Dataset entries
*** Begin section ***

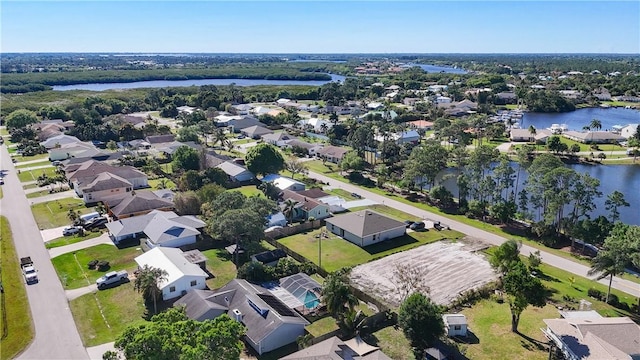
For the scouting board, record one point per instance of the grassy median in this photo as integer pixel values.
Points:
(16, 326)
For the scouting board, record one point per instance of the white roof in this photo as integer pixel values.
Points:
(172, 261)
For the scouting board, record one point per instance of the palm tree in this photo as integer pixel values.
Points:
(289, 209)
(147, 282)
(337, 295)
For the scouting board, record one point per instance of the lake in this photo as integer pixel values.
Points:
(437, 68)
(194, 82)
(575, 120)
(623, 178)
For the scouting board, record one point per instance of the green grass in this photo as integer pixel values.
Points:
(338, 253)
(121, 306)
(17, 324)
(220, 264)
(32, 175)
(74, 273)
(68, 240)
(320, 327)
(39, 163)
(33, 157)
(53, 214)
(490, 322)
(249, 190)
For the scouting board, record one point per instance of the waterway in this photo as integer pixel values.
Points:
(194, 82)
(623, 178)
(577, 119)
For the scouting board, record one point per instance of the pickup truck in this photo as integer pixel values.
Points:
(112, 278)
(28, 270)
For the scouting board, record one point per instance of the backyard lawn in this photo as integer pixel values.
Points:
(68, 240)
(72, 267)
(338, 253)
(103, 315)
(16, 316)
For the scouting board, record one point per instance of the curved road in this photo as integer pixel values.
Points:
(56, 336)
(627, 286)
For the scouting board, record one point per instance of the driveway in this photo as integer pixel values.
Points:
(627, 286)
(56, 336)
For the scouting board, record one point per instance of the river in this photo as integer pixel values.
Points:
(623, 178)
(194, 82)
(575, 120)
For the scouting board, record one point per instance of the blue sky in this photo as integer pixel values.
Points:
(321, 27)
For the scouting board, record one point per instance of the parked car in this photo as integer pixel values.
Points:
(417, 226)
(112, 278)
(95, 223)
(68, 231)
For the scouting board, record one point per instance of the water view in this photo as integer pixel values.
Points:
(194, 82)
(575, 120)
(623, 178)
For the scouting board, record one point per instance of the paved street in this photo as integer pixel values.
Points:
(623, 285)
(56, 336)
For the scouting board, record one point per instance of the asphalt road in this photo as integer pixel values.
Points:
(627, 286)
(56, 336)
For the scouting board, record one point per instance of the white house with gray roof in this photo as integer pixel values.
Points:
(270, 323)
(162, 229)
(365, 227)
(182, 275)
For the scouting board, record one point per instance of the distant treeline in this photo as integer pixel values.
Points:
(28, 82)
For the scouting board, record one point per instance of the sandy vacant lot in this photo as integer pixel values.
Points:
(449, 268)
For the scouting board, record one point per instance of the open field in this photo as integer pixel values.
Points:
(103, 315)
(68, 240)
(72, 267)
(15, 324)
(447, 268)
(53, 214)
(338, 253)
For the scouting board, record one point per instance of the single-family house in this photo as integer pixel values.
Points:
(270, 323)
(236, 172)
(332, 154)
(455, 325)
(182, 275)
(284, 183)
(593, 137)
(137, 203)
(278, 139)
(162, 229)
(365, 227)
(589, 336)
(59, 140)
(629, 131)
(256, 131)
(269, 257)
(306, 207)
(335, 349)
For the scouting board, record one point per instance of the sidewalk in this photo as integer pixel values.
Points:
(102, 239)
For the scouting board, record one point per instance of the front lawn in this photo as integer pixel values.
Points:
(16, 316)
(338, 253)
(74, 273)
(32, 175)
(100, 317)
(68, 240)
(53, 214)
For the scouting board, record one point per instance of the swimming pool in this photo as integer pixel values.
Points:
(310, 300)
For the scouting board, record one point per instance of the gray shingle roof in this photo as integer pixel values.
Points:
(365, 222)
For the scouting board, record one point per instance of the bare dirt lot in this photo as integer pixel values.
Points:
(448, 269)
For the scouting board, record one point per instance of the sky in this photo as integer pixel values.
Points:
(321, 27)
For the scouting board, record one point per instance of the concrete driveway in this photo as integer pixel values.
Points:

*** End section ***

(THE TASK): Which lines run from the one containing "of the concrete" to the end of the entries above? Print them exactly, both ends included, and nothing else.

(PROBLEM SOLUTION):
For the scouting board, record one point per instance of the concrete driveway in this photo as integer pixel values.
Points:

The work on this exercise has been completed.